Could you print, exactly as they stand, the lines from the one holding "Point to one spot on every instance of the blue" to the end of the data below, and nothing more?

(Referring expression pointing data)
****

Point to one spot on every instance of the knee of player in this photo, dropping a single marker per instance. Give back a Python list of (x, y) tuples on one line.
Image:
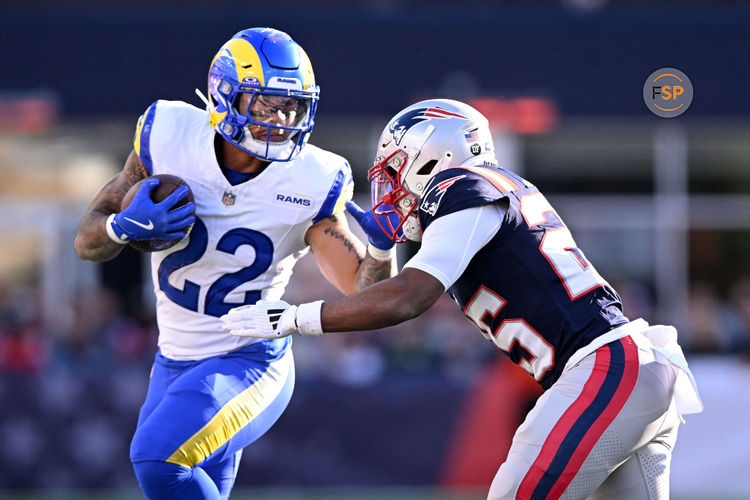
[(506, 482)]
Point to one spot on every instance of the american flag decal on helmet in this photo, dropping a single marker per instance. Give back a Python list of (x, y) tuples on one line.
[(434, 196), (441, 113)]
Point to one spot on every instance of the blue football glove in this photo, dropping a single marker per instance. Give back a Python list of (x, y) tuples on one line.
[(145, 220), (367, 221)]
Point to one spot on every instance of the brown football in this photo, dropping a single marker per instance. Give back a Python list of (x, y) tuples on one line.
[(167, 184)]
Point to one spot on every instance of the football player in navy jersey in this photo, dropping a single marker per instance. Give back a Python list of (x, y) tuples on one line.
[(615, 389), (263, 198)]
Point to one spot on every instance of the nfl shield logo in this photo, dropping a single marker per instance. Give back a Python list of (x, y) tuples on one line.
[(228, 198)]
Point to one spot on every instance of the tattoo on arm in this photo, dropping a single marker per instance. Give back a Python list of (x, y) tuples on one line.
[(372, 270), (342, 237)]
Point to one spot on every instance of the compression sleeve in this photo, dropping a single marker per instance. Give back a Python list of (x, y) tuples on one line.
[(451, 241)]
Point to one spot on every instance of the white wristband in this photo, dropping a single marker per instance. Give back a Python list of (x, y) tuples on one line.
[(111, 232), (379, 254), (308, 318)]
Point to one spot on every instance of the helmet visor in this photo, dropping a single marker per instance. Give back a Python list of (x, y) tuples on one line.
[(274, 117)]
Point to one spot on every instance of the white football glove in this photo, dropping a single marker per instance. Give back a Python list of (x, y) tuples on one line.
[(273, 319)]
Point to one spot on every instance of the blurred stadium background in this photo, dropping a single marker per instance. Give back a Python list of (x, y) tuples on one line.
[(425, 410)]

****

**SOLUTION FOR THIS PROBLEM**
Point to one spot on every instance of the blue football glove in this photo, dropping a single marker per instance. Give back a Python list of (x, y) tuples on one line.
[(145, 220), (367, 221)]
Point to one spot on every instance of the brown football in this photo, dropping a single marker per instance. Give back a Python list of (x, y) tuples on one line.
[(167, 184)]
Point to one spot on every instance of the football player in navy jersey in this photo, dropping a single marker per instance. Give back a Python list of (x, y) tuples on one line.
[(615, 389), (263, 198)]
Point to one spot on every instance of the nfl shield logo in this photo, dropping a single marker per instance. Give back a Python list of (x, y) tuples on one line.
[(228, 198)]
Point to one spot on every instance of the tattoo on arm in this photo, dropping a single marker per instance. Give back a Python list of (x, y) tuples on one line.
[(372, 270), (342, 237)]
Point to one spot on every instance of the compression sleeve in this photo, dropping a single marker per instance. Give back a Python list of (x, y) tuples on one line.
[(451, 241)]
Point to one spot on every instance of the white wristband in this photo, dropping a single marker per instance. Give back a Python list of (x, y) tuples on one line.
[(111, 232), (379, 254), (308, 318)]
Point to one spot on every instance of the helmet visor in this photo, dropping a single marker per instance. Give back a Python list of (x, y) tuples on one line.
[(274, 117)]
Point to one spot on every instance of the white football glove in this photo, dropping a single marker per instance. Give back a Python list of (x, y) tuples on one line.
[(273, 319)]
Point to one spot on every instance of the blurred stadium background in this photo, dropping a single marker per instance. Give back a Python list of (x, y) tuples on one line.
[(425, 410)]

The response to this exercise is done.